_Goal:_
Copy each of the rows below verbatim, one per line, in their original order.

_Supplied information:_
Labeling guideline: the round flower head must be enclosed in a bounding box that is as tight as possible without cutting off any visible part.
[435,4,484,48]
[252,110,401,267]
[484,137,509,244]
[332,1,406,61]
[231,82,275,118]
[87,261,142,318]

_Task solution:_
Labeling guideline: the round flower head must be enclosed in a bounding box that is as tight as possible without cutting off any visible part.
[435,4,484,48]
[252,110,401,267]
[484,137,509,244]
[332,1,406,61]
[231,82,275,118]
[87,261,142,318]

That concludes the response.